== Artigo ==

_ _ _ _ _

A discricionariedade no exercício do procedimento administrativo encontra-se disposta no artigo 56º do CPA. Este, através do denominado princípio da adequação procedimental, confere discricionariedade ao responsável pela direcção do procedimento, na sua respectiva estruturação à luz dos “ (...) interesses públicos da participação, da eficiência, da economicidade e da celeridade na preparação da decisão.”. Por outras palavras, o responsável pelo procedimento deverá optar pelas soluções que ele considere como mais adequadas pela sua funcionalidade e concretização relativamente aos interesses públicos referidos no artigo, sem nunca desobedecer à exigência de respeito pelos princípios gerais da actividade administrativa, que constam dos artigos 3º a 19º do Código do Procedimento Administrativo.

_ _ _ _ _

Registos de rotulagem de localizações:
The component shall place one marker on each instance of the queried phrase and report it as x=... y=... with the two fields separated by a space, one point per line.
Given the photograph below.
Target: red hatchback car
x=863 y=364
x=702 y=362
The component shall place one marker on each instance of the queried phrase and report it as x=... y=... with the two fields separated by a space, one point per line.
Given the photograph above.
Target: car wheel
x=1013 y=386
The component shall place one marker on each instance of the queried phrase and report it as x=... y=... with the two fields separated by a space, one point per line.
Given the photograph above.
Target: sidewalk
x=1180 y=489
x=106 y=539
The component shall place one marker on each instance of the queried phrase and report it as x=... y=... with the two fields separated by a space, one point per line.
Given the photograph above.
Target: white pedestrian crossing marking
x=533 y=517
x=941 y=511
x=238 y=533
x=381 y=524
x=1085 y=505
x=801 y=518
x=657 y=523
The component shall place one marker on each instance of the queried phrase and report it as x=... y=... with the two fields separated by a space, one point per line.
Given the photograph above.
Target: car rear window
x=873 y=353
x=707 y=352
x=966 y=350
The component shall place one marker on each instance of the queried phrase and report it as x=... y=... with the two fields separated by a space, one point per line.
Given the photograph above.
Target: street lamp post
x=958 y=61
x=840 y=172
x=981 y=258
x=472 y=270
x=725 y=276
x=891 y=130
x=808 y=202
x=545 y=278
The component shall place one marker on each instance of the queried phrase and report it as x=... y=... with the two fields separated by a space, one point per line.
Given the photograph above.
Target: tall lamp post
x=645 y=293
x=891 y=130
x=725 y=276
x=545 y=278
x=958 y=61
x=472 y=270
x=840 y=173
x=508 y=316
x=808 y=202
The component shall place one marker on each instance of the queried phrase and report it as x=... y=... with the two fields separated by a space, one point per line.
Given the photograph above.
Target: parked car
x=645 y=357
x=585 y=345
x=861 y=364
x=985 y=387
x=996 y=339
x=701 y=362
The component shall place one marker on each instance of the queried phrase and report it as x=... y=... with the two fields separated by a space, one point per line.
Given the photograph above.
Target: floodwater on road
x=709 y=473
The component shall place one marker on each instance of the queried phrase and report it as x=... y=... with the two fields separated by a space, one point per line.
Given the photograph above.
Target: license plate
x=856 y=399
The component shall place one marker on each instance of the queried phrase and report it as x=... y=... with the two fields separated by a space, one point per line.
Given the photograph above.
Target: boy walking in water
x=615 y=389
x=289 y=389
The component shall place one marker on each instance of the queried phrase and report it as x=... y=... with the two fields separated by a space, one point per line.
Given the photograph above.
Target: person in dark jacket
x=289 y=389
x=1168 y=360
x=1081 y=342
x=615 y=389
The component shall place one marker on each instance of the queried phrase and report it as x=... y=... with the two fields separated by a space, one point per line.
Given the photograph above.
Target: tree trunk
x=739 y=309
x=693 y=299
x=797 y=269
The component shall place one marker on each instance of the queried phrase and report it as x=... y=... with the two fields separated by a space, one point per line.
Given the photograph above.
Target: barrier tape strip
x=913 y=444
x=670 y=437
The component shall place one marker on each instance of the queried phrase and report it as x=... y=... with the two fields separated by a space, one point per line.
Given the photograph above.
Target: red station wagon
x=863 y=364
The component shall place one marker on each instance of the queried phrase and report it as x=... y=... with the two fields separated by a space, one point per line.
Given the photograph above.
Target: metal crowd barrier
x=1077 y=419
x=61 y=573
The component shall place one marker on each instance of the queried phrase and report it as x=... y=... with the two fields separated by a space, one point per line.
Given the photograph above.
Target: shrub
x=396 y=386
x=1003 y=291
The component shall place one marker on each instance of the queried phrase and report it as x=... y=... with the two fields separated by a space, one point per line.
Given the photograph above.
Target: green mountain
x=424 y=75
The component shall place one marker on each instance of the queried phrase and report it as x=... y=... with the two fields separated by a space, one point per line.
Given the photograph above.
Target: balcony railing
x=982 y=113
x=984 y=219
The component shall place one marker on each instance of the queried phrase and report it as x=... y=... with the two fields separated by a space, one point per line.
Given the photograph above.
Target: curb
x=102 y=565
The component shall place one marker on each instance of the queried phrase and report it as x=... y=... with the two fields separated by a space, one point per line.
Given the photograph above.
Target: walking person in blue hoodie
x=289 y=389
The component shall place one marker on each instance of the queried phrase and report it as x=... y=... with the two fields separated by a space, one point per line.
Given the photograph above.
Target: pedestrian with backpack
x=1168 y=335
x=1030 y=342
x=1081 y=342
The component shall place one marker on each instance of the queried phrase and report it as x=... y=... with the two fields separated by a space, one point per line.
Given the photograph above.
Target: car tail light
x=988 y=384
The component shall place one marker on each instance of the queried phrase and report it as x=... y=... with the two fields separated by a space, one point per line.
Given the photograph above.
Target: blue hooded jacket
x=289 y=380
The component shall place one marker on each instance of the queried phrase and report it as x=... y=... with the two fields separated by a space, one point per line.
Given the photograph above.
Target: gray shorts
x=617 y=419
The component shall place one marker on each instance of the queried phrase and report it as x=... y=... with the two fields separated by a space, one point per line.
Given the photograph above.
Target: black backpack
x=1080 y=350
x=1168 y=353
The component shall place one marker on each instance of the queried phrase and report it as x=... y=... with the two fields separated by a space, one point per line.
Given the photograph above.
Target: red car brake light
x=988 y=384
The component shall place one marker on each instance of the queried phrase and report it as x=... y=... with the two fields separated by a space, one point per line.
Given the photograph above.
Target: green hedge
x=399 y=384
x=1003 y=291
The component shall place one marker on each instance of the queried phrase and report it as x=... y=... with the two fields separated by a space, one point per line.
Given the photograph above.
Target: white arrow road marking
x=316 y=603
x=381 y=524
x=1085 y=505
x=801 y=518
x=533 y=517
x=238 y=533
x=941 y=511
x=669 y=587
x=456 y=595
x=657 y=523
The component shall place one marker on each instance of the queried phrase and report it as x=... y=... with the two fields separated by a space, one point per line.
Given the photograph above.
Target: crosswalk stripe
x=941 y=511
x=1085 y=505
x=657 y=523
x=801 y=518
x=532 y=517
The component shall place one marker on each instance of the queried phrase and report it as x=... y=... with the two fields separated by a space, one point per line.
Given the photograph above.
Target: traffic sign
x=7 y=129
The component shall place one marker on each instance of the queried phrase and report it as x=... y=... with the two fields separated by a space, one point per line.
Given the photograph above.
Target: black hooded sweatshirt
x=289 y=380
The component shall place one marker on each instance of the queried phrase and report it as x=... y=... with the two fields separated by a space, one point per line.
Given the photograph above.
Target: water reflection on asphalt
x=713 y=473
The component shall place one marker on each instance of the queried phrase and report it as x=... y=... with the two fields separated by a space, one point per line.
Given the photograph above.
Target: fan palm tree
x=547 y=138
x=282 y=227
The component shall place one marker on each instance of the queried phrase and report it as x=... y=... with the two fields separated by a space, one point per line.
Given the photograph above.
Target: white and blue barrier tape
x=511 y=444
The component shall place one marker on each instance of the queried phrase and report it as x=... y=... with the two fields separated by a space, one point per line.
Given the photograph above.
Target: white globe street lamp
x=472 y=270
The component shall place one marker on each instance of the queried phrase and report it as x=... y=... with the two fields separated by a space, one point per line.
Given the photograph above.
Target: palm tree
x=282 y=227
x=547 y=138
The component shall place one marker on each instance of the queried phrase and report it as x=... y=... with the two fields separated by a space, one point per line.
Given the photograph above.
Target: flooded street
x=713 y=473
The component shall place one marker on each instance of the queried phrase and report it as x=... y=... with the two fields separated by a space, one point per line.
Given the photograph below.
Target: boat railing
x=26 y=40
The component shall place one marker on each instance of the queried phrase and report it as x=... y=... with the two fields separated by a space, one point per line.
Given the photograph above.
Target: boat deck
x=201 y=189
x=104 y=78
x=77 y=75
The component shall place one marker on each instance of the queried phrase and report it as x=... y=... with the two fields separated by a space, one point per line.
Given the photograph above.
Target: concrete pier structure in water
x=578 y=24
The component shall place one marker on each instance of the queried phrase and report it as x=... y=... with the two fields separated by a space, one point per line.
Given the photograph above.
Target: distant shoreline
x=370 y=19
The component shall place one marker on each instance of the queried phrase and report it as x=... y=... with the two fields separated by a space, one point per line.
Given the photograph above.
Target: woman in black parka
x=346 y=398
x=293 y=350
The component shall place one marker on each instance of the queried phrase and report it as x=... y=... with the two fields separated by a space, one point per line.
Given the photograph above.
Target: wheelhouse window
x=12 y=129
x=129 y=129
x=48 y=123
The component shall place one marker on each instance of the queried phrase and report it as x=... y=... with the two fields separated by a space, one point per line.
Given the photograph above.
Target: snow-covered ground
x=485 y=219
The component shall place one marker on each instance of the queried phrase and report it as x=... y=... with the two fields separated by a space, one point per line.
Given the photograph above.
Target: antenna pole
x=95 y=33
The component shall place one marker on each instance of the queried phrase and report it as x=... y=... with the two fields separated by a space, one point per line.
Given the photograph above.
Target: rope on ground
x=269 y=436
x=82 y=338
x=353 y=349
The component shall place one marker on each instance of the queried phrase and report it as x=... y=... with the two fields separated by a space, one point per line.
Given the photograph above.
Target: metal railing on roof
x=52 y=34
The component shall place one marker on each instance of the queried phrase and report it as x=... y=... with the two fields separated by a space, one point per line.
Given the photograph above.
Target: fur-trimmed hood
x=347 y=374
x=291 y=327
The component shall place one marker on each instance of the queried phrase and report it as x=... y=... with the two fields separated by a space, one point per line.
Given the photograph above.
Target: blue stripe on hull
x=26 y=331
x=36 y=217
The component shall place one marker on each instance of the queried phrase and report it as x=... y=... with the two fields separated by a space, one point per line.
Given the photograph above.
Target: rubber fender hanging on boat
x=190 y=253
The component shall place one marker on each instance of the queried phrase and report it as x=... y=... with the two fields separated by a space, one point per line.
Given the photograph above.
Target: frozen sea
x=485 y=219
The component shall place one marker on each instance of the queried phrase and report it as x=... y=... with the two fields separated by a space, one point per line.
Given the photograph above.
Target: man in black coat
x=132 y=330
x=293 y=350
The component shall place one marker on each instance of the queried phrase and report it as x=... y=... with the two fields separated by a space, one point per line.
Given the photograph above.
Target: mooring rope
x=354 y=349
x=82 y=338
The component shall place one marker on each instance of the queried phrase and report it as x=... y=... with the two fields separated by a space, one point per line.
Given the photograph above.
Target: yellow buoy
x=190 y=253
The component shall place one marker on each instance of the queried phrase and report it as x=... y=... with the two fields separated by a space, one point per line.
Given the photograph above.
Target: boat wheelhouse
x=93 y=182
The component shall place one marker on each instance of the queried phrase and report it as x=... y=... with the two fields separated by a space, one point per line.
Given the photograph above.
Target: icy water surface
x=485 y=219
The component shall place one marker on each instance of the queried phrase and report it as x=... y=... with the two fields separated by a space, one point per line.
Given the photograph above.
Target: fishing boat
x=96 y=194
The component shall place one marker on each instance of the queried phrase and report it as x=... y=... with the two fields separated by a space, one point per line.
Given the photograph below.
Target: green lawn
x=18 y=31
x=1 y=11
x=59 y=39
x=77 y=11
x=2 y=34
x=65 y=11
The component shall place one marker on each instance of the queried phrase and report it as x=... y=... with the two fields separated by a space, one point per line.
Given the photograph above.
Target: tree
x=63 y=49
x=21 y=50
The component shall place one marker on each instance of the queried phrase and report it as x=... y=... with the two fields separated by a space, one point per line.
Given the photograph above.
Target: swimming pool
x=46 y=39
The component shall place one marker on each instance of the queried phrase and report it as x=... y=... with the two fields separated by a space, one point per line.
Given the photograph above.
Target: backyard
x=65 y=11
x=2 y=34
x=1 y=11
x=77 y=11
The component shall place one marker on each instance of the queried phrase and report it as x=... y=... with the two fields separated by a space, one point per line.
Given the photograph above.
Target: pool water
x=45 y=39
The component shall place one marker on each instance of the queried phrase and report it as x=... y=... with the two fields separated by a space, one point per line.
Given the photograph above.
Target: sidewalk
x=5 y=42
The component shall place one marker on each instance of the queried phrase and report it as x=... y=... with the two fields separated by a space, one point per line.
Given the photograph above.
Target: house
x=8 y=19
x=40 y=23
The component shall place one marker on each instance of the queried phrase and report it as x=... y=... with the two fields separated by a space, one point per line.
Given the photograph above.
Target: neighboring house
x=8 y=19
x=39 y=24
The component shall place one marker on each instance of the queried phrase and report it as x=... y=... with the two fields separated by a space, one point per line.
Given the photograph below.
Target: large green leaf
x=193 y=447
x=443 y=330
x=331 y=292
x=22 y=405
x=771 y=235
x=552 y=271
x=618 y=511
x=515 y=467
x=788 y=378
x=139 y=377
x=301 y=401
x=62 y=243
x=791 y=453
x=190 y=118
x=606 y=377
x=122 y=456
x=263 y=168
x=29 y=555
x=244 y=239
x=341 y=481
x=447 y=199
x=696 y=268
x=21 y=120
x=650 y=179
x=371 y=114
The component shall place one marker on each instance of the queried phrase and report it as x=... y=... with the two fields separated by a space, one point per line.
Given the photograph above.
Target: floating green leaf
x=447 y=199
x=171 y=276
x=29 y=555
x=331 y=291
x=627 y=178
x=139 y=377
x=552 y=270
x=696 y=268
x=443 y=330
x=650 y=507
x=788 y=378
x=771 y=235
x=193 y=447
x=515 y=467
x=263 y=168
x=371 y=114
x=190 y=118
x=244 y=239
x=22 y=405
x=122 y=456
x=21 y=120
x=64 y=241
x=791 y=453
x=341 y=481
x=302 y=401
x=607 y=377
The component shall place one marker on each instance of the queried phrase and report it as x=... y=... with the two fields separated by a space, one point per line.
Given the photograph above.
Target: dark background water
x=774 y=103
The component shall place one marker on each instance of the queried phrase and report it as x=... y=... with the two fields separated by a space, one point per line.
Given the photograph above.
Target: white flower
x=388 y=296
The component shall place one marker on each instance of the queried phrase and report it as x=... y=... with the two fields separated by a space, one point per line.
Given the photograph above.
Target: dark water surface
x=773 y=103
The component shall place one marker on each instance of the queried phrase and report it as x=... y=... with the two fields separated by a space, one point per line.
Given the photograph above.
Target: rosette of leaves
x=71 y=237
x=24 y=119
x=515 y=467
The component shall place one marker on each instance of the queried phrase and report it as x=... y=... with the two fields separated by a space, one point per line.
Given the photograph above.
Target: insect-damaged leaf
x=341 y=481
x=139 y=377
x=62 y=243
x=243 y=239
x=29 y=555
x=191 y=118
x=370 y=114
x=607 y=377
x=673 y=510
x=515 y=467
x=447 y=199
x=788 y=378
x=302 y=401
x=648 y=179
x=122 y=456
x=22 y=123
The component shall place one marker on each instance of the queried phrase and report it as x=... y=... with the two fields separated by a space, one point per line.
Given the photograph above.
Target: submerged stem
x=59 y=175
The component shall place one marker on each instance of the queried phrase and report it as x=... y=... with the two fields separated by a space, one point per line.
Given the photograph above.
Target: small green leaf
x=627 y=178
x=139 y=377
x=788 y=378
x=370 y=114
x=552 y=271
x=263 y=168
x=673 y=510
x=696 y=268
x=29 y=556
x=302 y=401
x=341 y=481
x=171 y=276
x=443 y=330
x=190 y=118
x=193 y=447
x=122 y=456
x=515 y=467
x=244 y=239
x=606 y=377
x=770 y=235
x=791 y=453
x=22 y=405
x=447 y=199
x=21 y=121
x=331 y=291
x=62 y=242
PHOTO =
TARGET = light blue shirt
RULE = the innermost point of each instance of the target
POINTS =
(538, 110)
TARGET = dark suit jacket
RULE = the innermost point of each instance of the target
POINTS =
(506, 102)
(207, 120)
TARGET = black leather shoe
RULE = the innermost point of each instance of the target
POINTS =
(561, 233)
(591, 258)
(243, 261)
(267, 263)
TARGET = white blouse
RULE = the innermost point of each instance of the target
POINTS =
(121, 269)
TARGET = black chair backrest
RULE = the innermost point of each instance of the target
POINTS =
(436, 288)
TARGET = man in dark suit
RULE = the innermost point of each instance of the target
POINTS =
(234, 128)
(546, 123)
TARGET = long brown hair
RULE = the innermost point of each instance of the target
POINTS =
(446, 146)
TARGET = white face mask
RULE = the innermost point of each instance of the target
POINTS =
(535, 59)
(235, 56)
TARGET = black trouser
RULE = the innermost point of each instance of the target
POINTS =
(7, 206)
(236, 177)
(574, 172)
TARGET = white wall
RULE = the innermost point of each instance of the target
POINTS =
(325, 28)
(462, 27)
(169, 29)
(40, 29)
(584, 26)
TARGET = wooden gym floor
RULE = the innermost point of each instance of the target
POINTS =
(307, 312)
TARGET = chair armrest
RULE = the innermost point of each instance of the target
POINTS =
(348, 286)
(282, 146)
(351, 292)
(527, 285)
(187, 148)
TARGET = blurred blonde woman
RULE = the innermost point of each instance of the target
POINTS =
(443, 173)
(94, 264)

_ _ _ _ _

== Tarefa a realizar ==
Escreva a continuação do artigo sobre a discricionariedade no procedimento administrativo, a partir da última frase apresentada.

== Resultado do exercício ==
Todavia, é também necessário não esquecer que esta discricionariedade só poderá existir caso se verifique a ausência de normas específicas que predeterminem como deverá o procedimento avançar para os particulares através de actos e formalidades procedimentais. Acrescenta-se o facto de que a Administração necessita sempre de fundamentar os seus actos, isto é, explicar o porquê de exercer a sua liberdade. Caso contrário, existiria uma justificação para dar aso à nulidade do acto, pois não há liberdade sem limites.
Os acordos endoprocedimentais previstos no artigo 57º do CPA surgem como consequência do referido princípio da adequação procedimental, apesar destes acordos serem já celebrados, muito antes da sua consagração no CPA, através do recurso aos artigos 179º, nº1 e 198º do CPA anterior. Segundo o professor José Manuel Sérvulo Correia, apesar de ser utilizado o termo “acordo”, trata-se de um contracto sobre o exercício de poderes administrativos entre a entidade no exercício de poderes administrativos e os particulares (art.1º, nº6, alínea b), do Código dos Contractos Públicos), concedendo-lhes liberdade contractual, e, tal como qualquer contracto, se não for cumprido poderá originar uma indemnização.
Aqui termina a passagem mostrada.